start DATA

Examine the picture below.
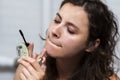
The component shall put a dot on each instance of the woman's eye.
(56, 21)
(71, 31)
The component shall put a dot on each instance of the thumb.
(30, 49)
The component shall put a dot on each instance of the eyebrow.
(70, 23)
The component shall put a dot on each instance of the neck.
(65, 67)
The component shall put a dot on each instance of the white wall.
(33, 17)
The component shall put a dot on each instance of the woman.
(79, 45)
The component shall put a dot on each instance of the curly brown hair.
(102, 25)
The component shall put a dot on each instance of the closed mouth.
(53, 42)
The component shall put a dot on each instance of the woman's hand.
(29, 68)
(32, 70)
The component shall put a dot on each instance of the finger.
(22, 76)
(42, 54)
(26, 73)
(30, 49)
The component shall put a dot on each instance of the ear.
(93, 45)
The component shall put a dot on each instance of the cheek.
(73, 45)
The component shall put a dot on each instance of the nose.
(56, 32)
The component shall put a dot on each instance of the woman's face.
(68, 32)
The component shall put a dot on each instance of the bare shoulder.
(114, 77)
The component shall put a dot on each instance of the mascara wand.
(27, 44)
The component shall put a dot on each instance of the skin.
(66, 38)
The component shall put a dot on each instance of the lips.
(54, 42)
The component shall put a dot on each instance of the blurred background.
(33, 18)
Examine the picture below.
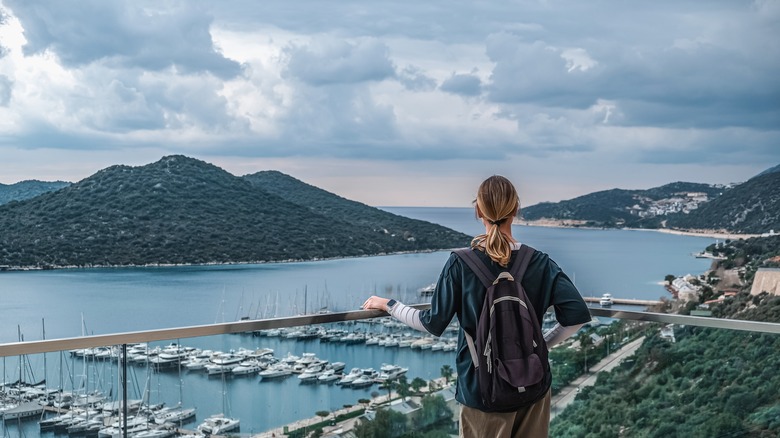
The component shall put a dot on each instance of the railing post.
(124, 390)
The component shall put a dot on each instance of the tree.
(386, 424)
(434, 412)
(402, 386)
(389, 385)
(417, 384)
(446, 372)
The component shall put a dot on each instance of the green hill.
(321, 202)
(708, 383)
(180, 210)
(618, 207)
(752, 207)
(28, 189)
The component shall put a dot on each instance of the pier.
(628, 301)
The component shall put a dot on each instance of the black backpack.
(508, 351)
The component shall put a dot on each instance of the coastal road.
(569, 393)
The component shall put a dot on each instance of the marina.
(98, 301)
(94, 413)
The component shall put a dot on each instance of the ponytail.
(498, 202)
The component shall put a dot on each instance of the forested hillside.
(752, 207)
(321, 202)
(28, 189)
(708, 383)
(618, 207)
(181, 210)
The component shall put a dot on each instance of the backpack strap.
(487, 278)
(476, 265)
(522, 259)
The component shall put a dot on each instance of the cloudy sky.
(396, 102)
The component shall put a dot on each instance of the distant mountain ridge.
(180, 210)
(28, 189)
(620, 207)
(752, 207)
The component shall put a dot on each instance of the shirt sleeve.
(445, 300)
(556, 290)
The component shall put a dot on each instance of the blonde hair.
(498, 202)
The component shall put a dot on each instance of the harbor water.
(66, 303)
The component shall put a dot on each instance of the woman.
(459, 292)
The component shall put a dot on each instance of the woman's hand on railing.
(376, 303)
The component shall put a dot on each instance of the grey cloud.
(534, 72)
(729, 145)
(414, 79)
(343, 119)
(688, 84)
(123, 34)
(462, 84)
(6, 85)
(329, 61)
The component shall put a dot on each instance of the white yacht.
(246, 367)
(280, 369)
(350, 377)
(327, 376)
(218, 424)
(311, 373)
(390, 372)
(367, 378)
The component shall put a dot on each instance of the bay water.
(67, 303)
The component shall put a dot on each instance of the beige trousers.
(528, 422)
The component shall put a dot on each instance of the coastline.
(714, 234)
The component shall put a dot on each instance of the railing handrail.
(50, 345)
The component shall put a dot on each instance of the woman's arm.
(407, 315)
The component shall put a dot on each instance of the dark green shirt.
(460, 292)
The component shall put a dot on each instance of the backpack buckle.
(504, 276)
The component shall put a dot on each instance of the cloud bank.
(478, 84)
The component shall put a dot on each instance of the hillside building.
(766, 280)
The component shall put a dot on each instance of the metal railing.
(45, 346)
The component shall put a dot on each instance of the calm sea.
(628, 264)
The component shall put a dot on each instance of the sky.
(396, 103)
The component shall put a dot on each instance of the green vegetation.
(28, 189)
(709, 382)
(611, 208)
(184, 211)
(752, 207)
(432, 420)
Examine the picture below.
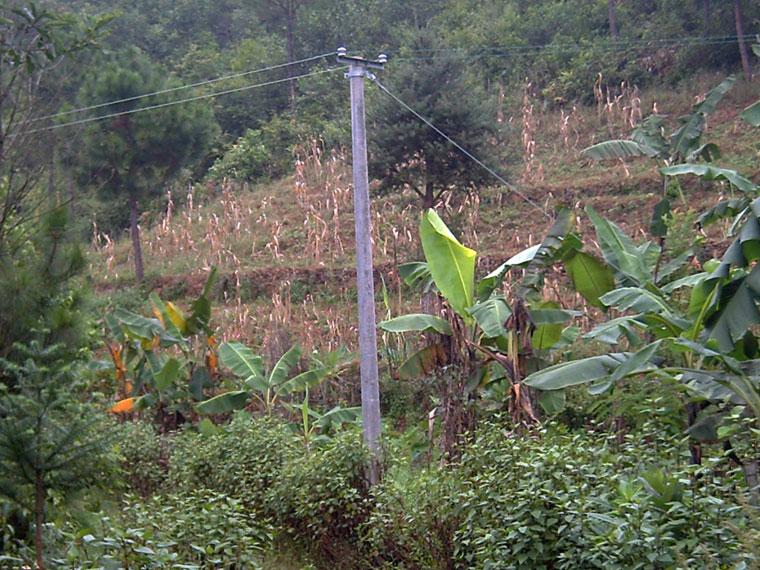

end DATA

*EXERCISE*
Copy out the items word for word, starting at the line that contains "the bay water." and running through the end of the items, with both ends included. Leave the pictures out.

*OUTPUT FOR THIS EXERCISE*
The component shall put a dot on each instance of the bay water.
(67, 303)
The component shall put a dot on each instance of the beige trousers.
(528, 422)
The component shall put a dot on each instance of the coastline.
(714, 234)
The component shall put a dot on each instance of the railing handrail.
(50, 345)
The component shall put a dot on each instance of the woman's arm.
(407, 315)
The component shall put a dot on each instance of the dark green shirt.
(460, 292)
The component shall put a dot on each instance of the backpack buckle.
(504, 276)
The component shall put a dot on each instance of the cloud bank.
(478, 84)
The component shall put a dot on each instance of the hillside building.
(766, 280)
The component shall put a dot on each instance of the metal railing.
(45, 346)
The component shall put a dot on each instance of the calm sea.
(628, 264)
The component shall put a dot on each instance of the sky.
(396, 103)
The component shall put a dot on each instance of the green vegetation.
(28, 189)
(709, 382)
(611, 208)
(184, 211)
(752, 207)
(432, 420)
Examine the picture below.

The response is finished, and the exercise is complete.